- _EXCERPT_:
>>

Neither decision was necessary. If the company hadn’t pressed for fast-track consideration, the vaccine world have been approved for males and females within 3 years (it took longer to get approval for males because of the resulting controversy after approval of the female-only version). In addition, with state mandates, universal coverage could have been obtained through commercial and government-subsidized insurance.
That outcome wouldn’t have been good for Merck, which wanted to lock up the US market before GlaxoSmithKline obtained approval for its HPV vaccine. But it would have been better for our society, because then instead of learning about the vaccine from squabbling partisans, they would have learned about it from their pediatricians, in the same way that they learn about the HBV vaccine.
The risk that Merck’s campaign would generate a political controversy that jeopardized acceptability of the vaccine was forecast in empirical studies. It was also foreseen by commentators as well as by many medical groups, which argued that mandatory vaccination policies were unnecessary.
The FDA and CDC ignored these concerns, not because they were “in Merck’s pocket” but because they were simply out of touch. They had not mechanism for assessing the impact that Merck’s strategy might have or for taking the risks this strategy was creating into account in determining whether, when, and under what circumstances to approve the vaccine.
This is a tragedy too. We have tremendous scientific intelligence at our disposal for promotion of the common welfare. But we put the value of it at risk because we have no national science-communication intelligence geared to warning us of, and steering us clear of, the influences that generate the disorienting fog of conflict that results when policy-relevant facts become entangled in antagonistic cultural meanings.
6. A “new political science”
Cultural cognition is not a bias; it is integral to rationality. Because individuals must inevitably accept as known by science many more things than they can comprehend, their well-being depends on their becoming reliably informed of what science knows. Cultural certification of what’s collectively known is what makes this possible.
In a pluralistic society, however, the sources of cultural certification are numerous and diverse. Normally they will converge; ways of life that fail to align their members with the best available evidence on how to live well will not persist. Nevertheless, accident and misadventure, compounded by strategic behavior, create the persistent risk of antagonistic meanings that impede such convergence—and thus the permanent risk that members of a pluralistic democratic society will fail to recognize the validity of scientific evidence essential to their common welfare.
This tension is built into the constitution of the Liberal Republic of Science. The logic of scientific discovery, Popper teaches us, depends on the open society. Yet the same conditions of liberal pluralism that energize scientific inquiry inevitably multiply the number of independent cultural certifiers that free people depend on to certify what is collectively known.
At the birth of modern democracy, Tocqueville famously called for a “new political science for a world itself quite new.”
The culturally diverse citizens of fully matured democracies face an unprecedented challenge, too, in the form of the science communication problem. To overcome it, they likewise are in need of a new political science—a science of science communication aimed at generating the knowledge they need to avoid the tragic conflict between converging on what is know by science and being who they are.

<<

- _EXTRACTED MATERIAL_:
>>

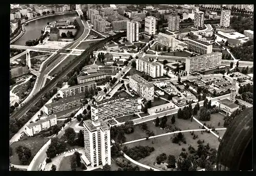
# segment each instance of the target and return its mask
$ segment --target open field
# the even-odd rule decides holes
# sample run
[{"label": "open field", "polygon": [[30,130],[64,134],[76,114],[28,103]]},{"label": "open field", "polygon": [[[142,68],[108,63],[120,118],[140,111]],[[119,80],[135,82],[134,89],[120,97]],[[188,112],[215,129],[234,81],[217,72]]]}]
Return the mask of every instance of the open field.
[{"label": "open field", "polygon": [[138,119],[138,118],[139,118],[139,116],[138,116],[137,115],[135,115],[135,117],[133,116],[133,115],[130,115],[130,116],[123,116],[122,117],[119,117],[118,118],[116,119],[116,120],[117,120],[118,122],[121,123],[121,122],[125,122],[127,120]]},{"label": "open field", "polygon": [[[77,57],[76,55],[70,55],[68,56],[64,60],[63,60],[57,67],[56,67],[54,69],[51,71],[49,75],[50,76],[54,76],[55,74],[57,74],[59,71],[62,70],[63,68],[65,67],[66,65],[68,64],[70,62],[75,59]],[[93,60],[93,59],[92,59]],[[91,59],[92,60],[92,59]]]},{"label": "open field", "polygon": [[32,156],[30,157],[28,165],[32,161],[35,155],[39,150],[48,141],[49,138],[41,138],[39,136],[36,137],[24,137],[19,141],[14,142],[11,145],[11,147],[13,150],[13,156],[10,157],[10,163],[15,165],[22,165],[18,160],[18,154],[15,151],[15,148],[19,145],[27,147],[31,150]]},{"label": "open field", "polygon": [[173,138],[173,135],[166,135],[156,138],[155,139],[141,141],[126,144],[125,145],[129,148],[132,148],[138,145],[148,145],[154,147],[155,148],[155,151],[152,152],[150,156],[141,159],[138,161],[138,162],[147,166],[156,168],[156,166],[154,166],[153,163],[156,162],[157,157],[159,156],[161,153],[165,153],[167,156],[169,155],[174,155],[177,159],[182,152],[182,148],[183,147],[185,148],[186,150],[187,150],[188,146],[191,145],[195,149],[197,149],[197,146],[198,145],[197,141],[199,139],[202,140],[204,140],[204,145],[206,145],[208,142],[210,147],[216,148],[218,147],[220,142],[218,140],[218,138],[212,134],[207,133],[203,133],[203,134],[201,134],[201,132],[196,132],[195,134],[196,135],[198,135],[198,138],[194,140],[193,139],[193,136],[190,135],[189,132],[183,133],[183,134],[185,137],[187,143],[185,144],[181,142],[181,145],[172,143],[171,138],[172,139]]},{"label": "open field", "polygon": [[177,57],[188,57],[191,55],[191,54],[185,51],[174,51],[168,52],[162,52],[163,56],[177,56]]},{"label": "open field", "polygon": [[93,43],[98,42],[99,40],[96,41],[86,41],[81,42],[79,45],[76,48],[77,49],[79,50],[86,50],[87,48],[89,48],[91,46],[92,46]]}]

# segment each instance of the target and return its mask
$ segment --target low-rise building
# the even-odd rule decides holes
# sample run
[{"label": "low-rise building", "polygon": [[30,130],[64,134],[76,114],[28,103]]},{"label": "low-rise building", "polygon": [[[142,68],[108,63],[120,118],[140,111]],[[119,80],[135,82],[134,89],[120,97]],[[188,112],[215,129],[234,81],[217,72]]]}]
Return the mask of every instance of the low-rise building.
[{"label": "low-rise building", "polygon": [[147,101],[154,101],[154,85],[137,74],[131,76],[129,86]]},{"label": "low-rise building", "polygon": [[112,97],[91,106],[92,120],[104,120],[133,114],[140,112],[141,98],[139,96]]},{"label": "low-rise building", "polygon": [[237,100],[238,100],[238,103],[239,103],[240,105],[244,105],[247,108],[249,108],[253,106],[251,103],[249,103],[248,102],[246,102],[240,99],[237,99]]},{"label": "low-rise building", "polygon": [[[110,128],[103,121],[83,121],[84,157],[82,159],[88,166],[111,164]],[[82,156],[83,156],[82,155]]]},{"label": "low-rise building", "polygon": [[239,107],[238,105],[231,102],[227,98],[219,100],[218,102],[219,107],[221,111],[229,116]]},{"label": "low-rise building", "polygon": [[95,81],[88,82],[83,84],[72,86],[59,90],[60,97],[64,98],[71,97],[77,94],[84,93],[86,91],[90,91],[96,89],[97,84]]},{"label": "low-rise building", "polygon": [[81,84],[85,82],[93,81],[106,78],[106,74],[104,72],[99,72],[90,75],[81,76],[77,78],[77,83]]},{"label": "low-rise building", "polygon": [[196,73],[215,68],[221,65],[222,53],[214,52],[186,58],[185,70],[187,73]]},{"label": "low-rise building", "polygon": [[155,62],[152,62],[148,59],[140,58],[136,60],[136,70],[144,72],[153,78],[163,76],[163,64]]},{"label": "low-rise building", "polygon": [[49,116],[44,115],[41,119],[27,125],[26,130],[29,136],[33,136],[41,130],[57,124],[57,116],[53,114]]},{"label": "low-rise building", "polygon": [[206,54],[212,52],[212,45],[198,39],[188,38],[187,49],[199,54]]}]

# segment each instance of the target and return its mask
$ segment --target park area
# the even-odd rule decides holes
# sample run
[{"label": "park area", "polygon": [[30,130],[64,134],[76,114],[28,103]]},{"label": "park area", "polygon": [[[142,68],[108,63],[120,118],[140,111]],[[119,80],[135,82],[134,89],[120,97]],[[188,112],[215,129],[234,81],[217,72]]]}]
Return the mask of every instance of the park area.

<<

- _EXERCISE AIM_: Rename "open society" as "free society" in the passage on science communication, and write out everything from "This tension is" down to "is collectively known." with that change. Work from the text alone, not the material.

- _WRITTEN SOLUTION_:
This tension is built into the constitution of the Liberal Republic of Science. The logic of scientific discovery, Popper teaches us, depends on the free society. Yet the same conditions of liberal pluralism that energize scientific inquiry inevitably multiply the number of independent cultural certifiers that free people depend on to certify what is collectively known.